*本文抜粋*:
···
SNSが企業経営に及ぼす影響(リスク)について考えてみる。その2



せめて自社の公式SNSと繋がる方との信頼とルール作りに努める。Web-STYLE(ウェブスタイル)

■SNSでの爆発的な情報拡散が、企業の存続を危ぶむかも知れない時代なのにリスクマネージメントは難しい?

 さて、早速ですが前回に引き続き“SNS”が企業様に及ぼす影響について考えて行きましょう。

 今や企業様の経営戦略においてWEBの有効活用は欠かせない要素なのですが、実のところ、その活用方法についてのアイデアは流用されるものばかりで企業独自の展開リスクの想定が成されていない提案が数多くあり、企業間トラブルに発展したというご相談の件数は年々増加しているというのが状況です。

 いわゆるテンプレート提案の使い回しというもので、少し前であれば企業ホームページにブログを設置して“SEO”のために“毎日更新してください”というのが、これに当たるかも知れません。

 まぁ、確かに“基本的”な社内運営の体制が出来るまでは、テンプレートの作業も十分有効な手立てで大切な手段なのですが、いつまでもそればかりだとブログを毎日書けば売り上げが伸びるの?、何を書いてもメリットだけでリスクは無いの?…と言った疑問が生じます。

企業とは独立してSNSはあり、企業側の思惑は届きにくい。Web-STYLE(ウェブスタイル)

 当然なのですが、ビジネスはたまたま“結果的にうまくいった”というのでは、成功しないよりも“マシ”と言うだけで、維持・継続できる可能性も不明であるため、あまり褒められた状況では無いでしょう。

 では、ここで本題であるSNSが企業様に及ぼす影響の原因についての例をもう1点考えてみます。

2)SNSを利用している方の目的やルールが見えていない点。

 前回で取り上げたのは、“利用者が見えない”という点でした。

 しかし、実際は利用者だけでは無く、個々の考えている目的やルールの線引きも見えていないため、この点に企業様がリスクヘッジを行う難しさがあるという訳です。

 例えるならトランプゲーム等で地方ルールがあると“もめる”という状況がこれに近いかも知れません。

 そもそも“SNS”は活用目的を共有でないコミュニケーションツールであるコトを理解しておく必要があります。

 また、共通の興味関心の高い話題で自分の意見を発信しているだけで、企業側にとって都合の悪い意見も貶めるといった悪意は無く、単に“情報不足”や“思い込み”である場合がほとんどです。

 では、ここで次の図をご覧ください。

基本的にSNSは、共通の話題で意見交換をしているだけのツールなのです。Web-STYLE(ウェブスタイル)

 仕事での活用かプライベートでの楽しみか、単なる付き合いなのか、情報発信か拡散か意見交換か…極端な話をすれば、有効利用か結果論も含めた悪用なのか、はたまた別に“何も考えていない”という方もいらっしゃるコトでしょう。

 ただ、これらの方々が自由に繋がるツールが存在している以上、今後もリスクマネージメント力は企業存続のために一層大きな割合を占めてくるはずです。
···
*抽出データ*:
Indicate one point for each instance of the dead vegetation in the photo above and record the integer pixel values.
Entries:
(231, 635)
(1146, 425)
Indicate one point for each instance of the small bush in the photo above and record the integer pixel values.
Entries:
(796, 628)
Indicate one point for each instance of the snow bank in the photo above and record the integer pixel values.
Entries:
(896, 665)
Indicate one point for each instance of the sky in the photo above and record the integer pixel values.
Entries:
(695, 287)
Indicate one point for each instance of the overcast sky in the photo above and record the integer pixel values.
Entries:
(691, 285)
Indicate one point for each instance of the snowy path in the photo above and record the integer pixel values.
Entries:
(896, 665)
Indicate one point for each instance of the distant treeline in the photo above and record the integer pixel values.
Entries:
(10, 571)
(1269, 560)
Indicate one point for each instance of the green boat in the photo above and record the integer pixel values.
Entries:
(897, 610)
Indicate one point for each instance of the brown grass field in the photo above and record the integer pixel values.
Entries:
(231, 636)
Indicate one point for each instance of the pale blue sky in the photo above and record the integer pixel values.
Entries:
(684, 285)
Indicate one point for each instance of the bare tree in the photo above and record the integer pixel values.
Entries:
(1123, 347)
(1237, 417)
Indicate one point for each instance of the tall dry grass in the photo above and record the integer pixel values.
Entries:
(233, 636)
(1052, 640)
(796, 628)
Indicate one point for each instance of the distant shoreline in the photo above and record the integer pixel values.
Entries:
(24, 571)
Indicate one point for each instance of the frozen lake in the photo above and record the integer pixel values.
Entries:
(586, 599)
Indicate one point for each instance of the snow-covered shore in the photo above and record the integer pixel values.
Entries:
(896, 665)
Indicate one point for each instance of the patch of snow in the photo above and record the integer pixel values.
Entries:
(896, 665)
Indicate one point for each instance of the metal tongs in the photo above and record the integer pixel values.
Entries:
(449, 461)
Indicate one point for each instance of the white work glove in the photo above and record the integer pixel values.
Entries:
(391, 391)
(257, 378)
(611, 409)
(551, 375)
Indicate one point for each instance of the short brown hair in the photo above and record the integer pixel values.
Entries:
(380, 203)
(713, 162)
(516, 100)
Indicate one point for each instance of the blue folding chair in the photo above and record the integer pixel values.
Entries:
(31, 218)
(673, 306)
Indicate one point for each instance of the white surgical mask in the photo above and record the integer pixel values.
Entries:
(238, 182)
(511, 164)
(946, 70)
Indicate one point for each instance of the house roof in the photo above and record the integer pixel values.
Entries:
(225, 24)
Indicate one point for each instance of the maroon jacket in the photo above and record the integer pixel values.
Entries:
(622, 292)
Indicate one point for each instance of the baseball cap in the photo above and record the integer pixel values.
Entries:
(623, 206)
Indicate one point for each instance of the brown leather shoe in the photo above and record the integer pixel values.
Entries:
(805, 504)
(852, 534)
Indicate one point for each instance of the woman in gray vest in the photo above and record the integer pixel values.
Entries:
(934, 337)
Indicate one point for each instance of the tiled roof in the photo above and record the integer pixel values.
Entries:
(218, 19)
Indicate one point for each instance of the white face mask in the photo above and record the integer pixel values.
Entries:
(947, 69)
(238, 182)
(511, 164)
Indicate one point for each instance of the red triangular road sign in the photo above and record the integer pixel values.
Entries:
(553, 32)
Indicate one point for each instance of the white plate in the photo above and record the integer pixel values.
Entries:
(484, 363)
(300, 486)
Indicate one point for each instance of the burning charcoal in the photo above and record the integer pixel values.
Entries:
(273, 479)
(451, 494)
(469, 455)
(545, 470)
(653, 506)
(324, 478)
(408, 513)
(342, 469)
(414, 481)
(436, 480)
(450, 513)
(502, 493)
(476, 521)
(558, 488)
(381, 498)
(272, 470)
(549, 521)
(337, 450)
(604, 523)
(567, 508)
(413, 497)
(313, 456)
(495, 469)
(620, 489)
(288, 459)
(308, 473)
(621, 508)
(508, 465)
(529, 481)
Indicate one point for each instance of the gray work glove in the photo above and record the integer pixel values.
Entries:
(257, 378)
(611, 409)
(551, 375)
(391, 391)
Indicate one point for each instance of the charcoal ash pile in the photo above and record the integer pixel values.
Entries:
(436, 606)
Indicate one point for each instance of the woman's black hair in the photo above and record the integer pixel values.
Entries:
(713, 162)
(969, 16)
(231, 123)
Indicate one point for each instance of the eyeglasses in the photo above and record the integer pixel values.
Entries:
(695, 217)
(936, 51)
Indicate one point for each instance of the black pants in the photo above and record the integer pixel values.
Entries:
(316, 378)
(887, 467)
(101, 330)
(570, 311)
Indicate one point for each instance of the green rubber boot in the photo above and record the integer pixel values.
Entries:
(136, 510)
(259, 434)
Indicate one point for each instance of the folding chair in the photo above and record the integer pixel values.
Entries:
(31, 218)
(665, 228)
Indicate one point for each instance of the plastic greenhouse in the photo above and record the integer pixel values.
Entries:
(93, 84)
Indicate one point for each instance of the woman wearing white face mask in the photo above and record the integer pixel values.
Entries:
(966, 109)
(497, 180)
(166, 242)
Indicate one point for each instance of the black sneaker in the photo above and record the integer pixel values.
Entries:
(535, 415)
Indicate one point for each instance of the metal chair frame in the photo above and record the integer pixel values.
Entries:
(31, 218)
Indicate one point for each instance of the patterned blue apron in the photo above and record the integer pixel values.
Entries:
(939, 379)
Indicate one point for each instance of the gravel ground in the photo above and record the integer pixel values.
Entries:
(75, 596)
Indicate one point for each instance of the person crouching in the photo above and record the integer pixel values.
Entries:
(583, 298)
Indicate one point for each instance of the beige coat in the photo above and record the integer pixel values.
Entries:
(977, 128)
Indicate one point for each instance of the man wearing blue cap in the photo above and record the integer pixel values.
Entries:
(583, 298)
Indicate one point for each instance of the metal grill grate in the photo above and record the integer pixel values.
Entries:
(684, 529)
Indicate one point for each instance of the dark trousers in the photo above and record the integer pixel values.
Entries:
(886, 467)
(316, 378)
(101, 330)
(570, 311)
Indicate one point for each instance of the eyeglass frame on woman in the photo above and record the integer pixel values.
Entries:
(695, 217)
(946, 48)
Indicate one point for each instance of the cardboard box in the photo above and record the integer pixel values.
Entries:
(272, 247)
···
*課題詳細*:
本文抜粋の一文「前回で取り上げたのは、“利用者が見えない”という点でした。」を英語に訳してください。

*記述解答*:
What we took up last time was the point that "the users cannot be seen."